Monday, May 24, 2010

Democratic Republic of Congo

The Democratic Republic of Congo may be the most devastated country on the planet right now. In a long list of 'worsts', Congo takes quite a few titles. Its long history of colonialism, political turmoil, and civil war makes Congo the site of the most violent conflict since the second World War. Over five million are said to have died in the fighting since 1998. Human rights groups have consistently named it as the worst place in the world to be a woman. Until Zimbabwe overtook it recently, Congo had the lowest GDP per capita in the world at just under 300 dollars. In short, Congo is pretty close to the bottom of my list of places I need to visit (although I'll still put it above Florida).

BRIEF 1:
Name every country or state that the blog post about Congo mentions, counting each one once.
The blog post and the records have no connection to each other.

Pointing records:
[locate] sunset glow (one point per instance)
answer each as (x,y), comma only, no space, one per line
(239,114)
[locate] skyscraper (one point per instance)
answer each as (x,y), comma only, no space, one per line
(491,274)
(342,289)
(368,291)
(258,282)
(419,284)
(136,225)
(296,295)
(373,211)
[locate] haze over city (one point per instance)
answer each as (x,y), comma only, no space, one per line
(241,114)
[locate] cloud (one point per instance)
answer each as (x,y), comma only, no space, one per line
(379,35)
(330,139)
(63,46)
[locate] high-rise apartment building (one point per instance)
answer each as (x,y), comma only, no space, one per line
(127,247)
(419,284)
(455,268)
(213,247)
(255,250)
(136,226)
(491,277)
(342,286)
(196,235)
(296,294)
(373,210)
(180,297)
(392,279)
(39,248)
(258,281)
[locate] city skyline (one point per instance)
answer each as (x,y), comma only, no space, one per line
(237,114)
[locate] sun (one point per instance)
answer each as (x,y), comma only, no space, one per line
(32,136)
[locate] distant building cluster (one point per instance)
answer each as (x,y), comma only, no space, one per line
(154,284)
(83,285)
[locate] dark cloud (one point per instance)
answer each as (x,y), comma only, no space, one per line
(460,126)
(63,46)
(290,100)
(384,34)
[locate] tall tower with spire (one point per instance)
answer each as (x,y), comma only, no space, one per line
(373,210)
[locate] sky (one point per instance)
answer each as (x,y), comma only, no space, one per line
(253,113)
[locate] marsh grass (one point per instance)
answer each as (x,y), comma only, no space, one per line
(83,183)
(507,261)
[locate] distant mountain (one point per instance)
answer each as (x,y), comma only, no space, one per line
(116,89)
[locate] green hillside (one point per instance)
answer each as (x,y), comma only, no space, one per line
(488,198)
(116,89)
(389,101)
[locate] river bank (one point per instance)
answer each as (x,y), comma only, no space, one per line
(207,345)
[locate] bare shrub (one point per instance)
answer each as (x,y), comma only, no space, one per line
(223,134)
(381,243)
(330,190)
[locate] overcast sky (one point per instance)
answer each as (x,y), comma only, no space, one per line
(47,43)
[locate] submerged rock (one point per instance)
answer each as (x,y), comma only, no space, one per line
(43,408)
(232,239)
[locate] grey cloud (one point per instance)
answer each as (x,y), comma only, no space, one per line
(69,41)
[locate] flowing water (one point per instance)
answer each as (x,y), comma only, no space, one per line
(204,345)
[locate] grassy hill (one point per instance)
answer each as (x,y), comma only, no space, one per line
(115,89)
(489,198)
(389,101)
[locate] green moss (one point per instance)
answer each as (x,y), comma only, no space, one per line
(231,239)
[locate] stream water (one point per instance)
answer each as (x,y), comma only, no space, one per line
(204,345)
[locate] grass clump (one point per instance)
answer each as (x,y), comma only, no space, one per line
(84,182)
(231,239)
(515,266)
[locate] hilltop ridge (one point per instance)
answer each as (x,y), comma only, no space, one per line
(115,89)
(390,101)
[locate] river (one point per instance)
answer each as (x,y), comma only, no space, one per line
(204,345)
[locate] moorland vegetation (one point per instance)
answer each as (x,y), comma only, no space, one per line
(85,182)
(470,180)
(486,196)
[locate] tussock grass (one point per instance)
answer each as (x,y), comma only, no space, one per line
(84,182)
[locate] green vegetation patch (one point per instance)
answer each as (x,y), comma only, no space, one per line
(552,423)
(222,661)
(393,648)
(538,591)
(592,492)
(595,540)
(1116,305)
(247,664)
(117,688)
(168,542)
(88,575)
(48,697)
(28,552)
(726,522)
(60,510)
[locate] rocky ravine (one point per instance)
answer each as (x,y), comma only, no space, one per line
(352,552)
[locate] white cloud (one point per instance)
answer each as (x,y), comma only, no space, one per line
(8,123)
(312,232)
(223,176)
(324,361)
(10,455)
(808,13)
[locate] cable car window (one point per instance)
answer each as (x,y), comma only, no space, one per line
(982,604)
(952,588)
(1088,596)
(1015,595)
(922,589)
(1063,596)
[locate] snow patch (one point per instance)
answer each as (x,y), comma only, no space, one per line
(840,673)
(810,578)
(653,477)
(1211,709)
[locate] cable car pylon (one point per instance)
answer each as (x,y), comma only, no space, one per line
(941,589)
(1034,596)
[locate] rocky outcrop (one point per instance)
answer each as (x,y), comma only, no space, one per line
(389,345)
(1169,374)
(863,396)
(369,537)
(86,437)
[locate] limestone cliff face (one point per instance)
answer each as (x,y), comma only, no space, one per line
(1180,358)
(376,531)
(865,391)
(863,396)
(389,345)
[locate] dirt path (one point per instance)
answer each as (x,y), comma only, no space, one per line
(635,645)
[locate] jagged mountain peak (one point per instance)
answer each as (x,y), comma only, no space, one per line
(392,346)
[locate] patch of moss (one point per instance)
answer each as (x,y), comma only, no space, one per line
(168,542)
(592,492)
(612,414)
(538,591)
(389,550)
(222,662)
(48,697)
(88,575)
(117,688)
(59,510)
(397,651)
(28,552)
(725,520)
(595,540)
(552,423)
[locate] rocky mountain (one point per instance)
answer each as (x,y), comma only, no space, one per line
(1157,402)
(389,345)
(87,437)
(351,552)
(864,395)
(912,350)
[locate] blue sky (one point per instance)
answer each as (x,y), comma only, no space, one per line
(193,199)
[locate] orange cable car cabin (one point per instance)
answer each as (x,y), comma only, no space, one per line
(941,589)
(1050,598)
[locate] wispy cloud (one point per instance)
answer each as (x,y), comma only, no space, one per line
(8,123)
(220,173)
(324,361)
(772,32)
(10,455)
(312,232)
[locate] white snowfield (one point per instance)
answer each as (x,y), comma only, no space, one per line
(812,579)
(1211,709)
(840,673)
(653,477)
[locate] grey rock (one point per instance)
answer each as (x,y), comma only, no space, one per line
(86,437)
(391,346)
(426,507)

BRIEF 2:
Identify every line in the records that contains the word "cloud", and copy each of those lines.

PROBLEM SOLUTION 1:
Democratic Republic of Congo, Zimbabwe, Florida

PROBLEM SOLUTION 2:
[locate] cloud (one point per instance)
[locate] dark cloud (one point per instance)
[locate] grey cloud (one point per instance)
[locate] white cloud (one point per instance)
[locate] wispy cloud (one point per instance)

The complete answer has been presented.